GIVEN TASK: Please write out, character for character, the stretch of rows from the line containing "Note: point out the orange" through the line containing "point(618, 420)", including both of those lines.

-- -- --

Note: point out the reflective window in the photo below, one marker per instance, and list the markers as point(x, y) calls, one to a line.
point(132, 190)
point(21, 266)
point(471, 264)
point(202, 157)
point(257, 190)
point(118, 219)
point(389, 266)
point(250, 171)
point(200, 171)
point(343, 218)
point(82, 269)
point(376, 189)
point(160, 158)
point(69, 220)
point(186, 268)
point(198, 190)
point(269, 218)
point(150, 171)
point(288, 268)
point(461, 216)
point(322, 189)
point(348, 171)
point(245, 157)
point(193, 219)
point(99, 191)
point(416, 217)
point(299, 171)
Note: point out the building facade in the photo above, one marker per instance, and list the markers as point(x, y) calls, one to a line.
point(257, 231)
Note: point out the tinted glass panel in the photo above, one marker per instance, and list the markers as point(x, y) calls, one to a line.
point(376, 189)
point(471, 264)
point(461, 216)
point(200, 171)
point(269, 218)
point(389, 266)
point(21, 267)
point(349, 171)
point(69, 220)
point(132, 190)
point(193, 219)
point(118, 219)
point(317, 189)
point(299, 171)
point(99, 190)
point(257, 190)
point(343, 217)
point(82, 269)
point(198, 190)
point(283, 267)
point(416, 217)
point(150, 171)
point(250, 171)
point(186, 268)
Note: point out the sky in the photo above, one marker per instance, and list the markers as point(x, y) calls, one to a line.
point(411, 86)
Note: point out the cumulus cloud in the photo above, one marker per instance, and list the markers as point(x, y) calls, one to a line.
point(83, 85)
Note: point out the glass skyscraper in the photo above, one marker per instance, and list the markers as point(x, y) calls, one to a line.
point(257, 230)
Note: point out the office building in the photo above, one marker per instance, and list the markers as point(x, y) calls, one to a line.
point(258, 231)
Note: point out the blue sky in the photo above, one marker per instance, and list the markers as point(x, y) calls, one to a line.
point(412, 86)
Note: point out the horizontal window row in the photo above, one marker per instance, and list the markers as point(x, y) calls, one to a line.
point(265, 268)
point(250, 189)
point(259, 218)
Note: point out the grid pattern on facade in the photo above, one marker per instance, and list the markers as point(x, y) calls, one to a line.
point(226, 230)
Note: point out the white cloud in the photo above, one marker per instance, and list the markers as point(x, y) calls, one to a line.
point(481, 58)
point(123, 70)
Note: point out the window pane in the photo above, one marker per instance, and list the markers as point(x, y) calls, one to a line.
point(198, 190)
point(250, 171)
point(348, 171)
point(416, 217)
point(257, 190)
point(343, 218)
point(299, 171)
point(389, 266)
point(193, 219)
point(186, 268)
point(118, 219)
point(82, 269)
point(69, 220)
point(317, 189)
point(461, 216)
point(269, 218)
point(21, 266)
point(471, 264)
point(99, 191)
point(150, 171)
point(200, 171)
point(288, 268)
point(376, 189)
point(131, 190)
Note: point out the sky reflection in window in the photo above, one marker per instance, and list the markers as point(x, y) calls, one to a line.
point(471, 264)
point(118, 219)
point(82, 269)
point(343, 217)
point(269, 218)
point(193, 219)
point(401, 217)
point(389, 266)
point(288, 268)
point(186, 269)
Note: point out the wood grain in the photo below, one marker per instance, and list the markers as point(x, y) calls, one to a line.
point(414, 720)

-- -- --

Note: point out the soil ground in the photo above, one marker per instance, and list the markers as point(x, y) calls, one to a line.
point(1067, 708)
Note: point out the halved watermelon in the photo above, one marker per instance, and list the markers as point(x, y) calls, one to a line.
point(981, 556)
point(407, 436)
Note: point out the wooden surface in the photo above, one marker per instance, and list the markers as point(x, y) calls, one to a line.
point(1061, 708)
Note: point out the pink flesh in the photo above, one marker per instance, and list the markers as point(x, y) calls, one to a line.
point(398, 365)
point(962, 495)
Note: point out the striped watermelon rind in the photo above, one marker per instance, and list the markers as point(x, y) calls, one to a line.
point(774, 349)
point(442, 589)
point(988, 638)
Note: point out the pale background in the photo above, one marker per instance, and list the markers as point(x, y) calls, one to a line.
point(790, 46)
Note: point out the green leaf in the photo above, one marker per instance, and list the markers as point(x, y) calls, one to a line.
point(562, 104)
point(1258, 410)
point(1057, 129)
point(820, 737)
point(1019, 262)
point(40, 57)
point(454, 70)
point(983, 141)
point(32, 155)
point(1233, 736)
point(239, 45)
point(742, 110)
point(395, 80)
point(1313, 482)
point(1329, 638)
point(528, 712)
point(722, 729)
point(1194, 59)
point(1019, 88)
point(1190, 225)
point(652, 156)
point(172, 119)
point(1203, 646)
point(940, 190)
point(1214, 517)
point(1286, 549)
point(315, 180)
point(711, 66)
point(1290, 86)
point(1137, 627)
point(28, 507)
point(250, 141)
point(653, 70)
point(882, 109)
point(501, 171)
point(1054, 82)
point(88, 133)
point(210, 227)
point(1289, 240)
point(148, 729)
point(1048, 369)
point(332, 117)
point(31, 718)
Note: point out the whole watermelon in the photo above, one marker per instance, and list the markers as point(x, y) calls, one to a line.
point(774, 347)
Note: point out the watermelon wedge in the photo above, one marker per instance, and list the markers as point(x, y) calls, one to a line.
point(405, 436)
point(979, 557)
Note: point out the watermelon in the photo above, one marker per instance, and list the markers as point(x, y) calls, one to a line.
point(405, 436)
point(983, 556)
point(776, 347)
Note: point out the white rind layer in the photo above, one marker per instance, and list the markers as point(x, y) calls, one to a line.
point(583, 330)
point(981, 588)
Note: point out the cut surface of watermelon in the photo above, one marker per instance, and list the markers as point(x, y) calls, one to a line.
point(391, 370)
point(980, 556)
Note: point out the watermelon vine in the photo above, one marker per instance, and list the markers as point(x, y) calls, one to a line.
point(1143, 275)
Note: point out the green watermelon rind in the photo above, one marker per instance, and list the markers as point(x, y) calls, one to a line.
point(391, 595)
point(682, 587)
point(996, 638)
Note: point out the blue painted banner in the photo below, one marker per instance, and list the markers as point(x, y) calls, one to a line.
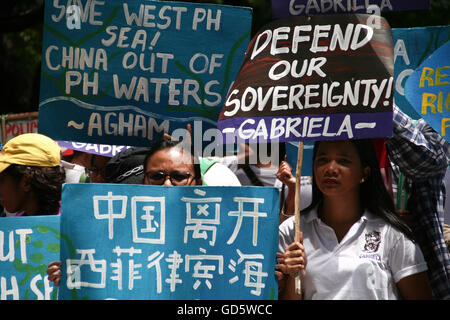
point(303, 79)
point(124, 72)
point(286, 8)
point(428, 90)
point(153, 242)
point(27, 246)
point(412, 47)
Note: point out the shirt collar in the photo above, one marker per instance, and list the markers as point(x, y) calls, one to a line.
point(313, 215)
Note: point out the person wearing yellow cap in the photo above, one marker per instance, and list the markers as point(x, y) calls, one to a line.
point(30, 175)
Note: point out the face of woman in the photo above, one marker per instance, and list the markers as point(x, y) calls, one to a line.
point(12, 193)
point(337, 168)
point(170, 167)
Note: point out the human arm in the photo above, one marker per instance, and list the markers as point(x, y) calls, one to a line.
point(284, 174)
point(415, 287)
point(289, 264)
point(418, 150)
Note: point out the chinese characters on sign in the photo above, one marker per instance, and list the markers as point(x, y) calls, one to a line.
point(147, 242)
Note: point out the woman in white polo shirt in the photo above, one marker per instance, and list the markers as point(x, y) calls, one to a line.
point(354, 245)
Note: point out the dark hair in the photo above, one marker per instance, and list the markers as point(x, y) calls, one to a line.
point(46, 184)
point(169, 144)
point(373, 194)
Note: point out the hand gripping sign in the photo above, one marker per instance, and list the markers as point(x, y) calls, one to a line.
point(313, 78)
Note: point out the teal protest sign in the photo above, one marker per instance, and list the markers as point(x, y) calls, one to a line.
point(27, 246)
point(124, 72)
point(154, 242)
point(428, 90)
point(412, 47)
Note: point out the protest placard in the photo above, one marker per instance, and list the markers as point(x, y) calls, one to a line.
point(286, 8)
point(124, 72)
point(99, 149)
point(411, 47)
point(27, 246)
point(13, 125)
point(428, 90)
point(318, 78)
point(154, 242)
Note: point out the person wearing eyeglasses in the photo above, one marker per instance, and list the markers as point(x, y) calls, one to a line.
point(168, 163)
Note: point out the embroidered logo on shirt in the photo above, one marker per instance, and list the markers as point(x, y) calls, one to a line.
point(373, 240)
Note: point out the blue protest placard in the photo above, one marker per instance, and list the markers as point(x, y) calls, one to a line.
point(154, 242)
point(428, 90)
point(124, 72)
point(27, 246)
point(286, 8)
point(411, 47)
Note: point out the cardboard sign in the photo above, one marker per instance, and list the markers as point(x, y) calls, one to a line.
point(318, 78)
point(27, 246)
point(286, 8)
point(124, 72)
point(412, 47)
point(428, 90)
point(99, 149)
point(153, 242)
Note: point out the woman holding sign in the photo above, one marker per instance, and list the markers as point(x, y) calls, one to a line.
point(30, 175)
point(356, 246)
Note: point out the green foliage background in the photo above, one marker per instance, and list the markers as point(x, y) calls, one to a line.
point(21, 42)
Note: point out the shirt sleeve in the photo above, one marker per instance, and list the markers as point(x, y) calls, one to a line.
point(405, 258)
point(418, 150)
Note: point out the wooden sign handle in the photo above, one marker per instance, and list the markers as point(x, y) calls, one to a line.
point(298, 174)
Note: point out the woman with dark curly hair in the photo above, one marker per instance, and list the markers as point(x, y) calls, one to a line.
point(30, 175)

-- -- --

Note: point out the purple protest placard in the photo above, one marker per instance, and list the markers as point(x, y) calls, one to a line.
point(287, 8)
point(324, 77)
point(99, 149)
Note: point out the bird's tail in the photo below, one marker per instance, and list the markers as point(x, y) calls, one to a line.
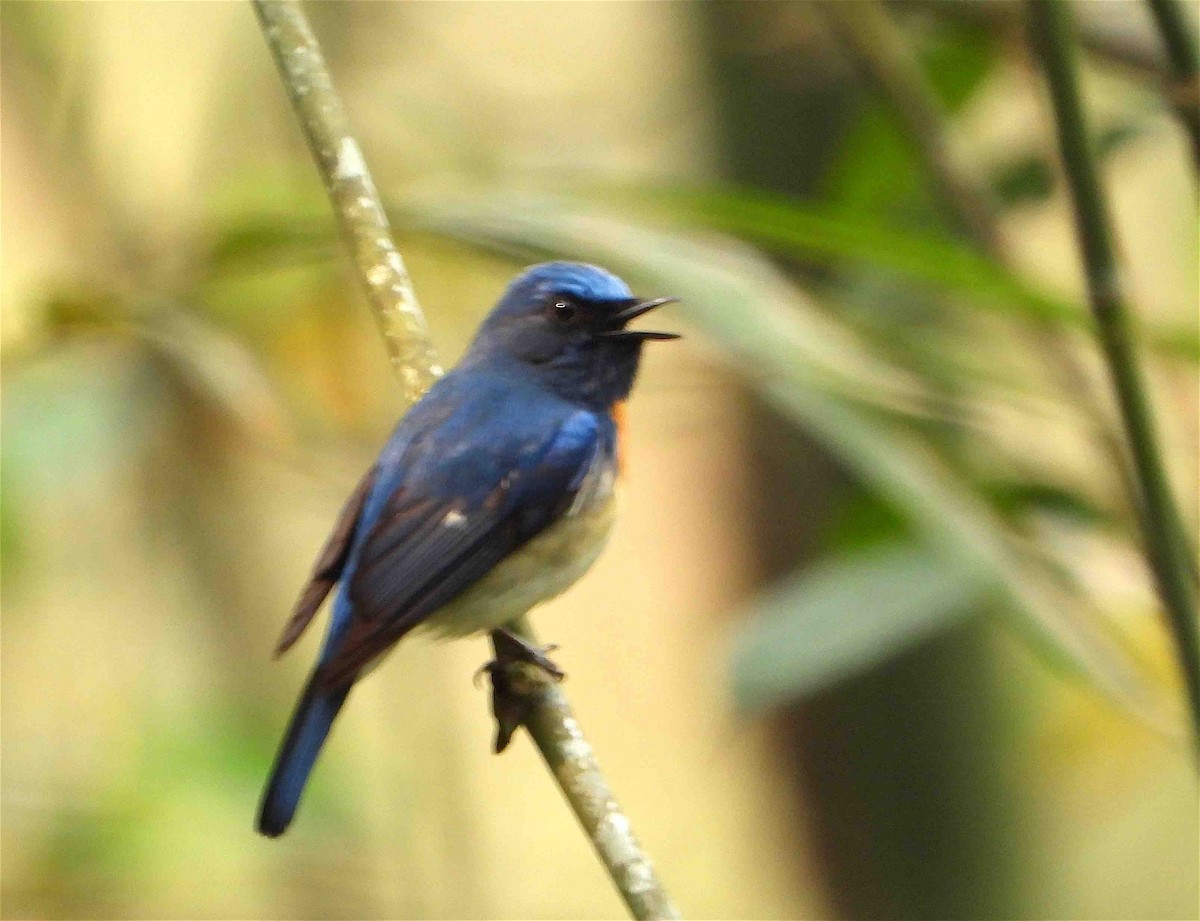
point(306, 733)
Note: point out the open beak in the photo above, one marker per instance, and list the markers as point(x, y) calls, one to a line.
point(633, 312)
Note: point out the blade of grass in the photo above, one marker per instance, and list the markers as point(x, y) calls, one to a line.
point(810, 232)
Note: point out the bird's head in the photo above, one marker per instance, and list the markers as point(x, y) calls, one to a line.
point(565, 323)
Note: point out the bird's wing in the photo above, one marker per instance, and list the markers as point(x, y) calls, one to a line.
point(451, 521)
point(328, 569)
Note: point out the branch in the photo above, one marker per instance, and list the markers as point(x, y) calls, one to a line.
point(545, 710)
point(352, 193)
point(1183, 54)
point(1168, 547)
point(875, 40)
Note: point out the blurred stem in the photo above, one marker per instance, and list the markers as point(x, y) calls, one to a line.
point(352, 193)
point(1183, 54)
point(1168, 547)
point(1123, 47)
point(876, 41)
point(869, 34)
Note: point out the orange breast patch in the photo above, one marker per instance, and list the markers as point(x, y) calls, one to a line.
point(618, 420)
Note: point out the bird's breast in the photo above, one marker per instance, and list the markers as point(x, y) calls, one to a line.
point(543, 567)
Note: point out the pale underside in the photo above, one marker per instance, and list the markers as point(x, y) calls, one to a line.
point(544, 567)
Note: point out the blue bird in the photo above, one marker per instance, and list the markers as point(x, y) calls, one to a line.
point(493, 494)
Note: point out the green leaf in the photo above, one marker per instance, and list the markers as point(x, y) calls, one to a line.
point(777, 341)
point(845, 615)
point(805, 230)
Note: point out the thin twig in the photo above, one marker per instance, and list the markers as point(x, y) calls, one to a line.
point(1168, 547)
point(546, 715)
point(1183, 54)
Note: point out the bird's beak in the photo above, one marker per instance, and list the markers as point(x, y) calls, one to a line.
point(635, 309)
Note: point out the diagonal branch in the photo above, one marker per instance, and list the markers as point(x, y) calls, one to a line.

-- -- --

FINAL ANSWER:
Note: point out the orange breast patch in the photo above, one marker per instance, and list the markers as point(x, y) calls, one to a line.
point(618, 420)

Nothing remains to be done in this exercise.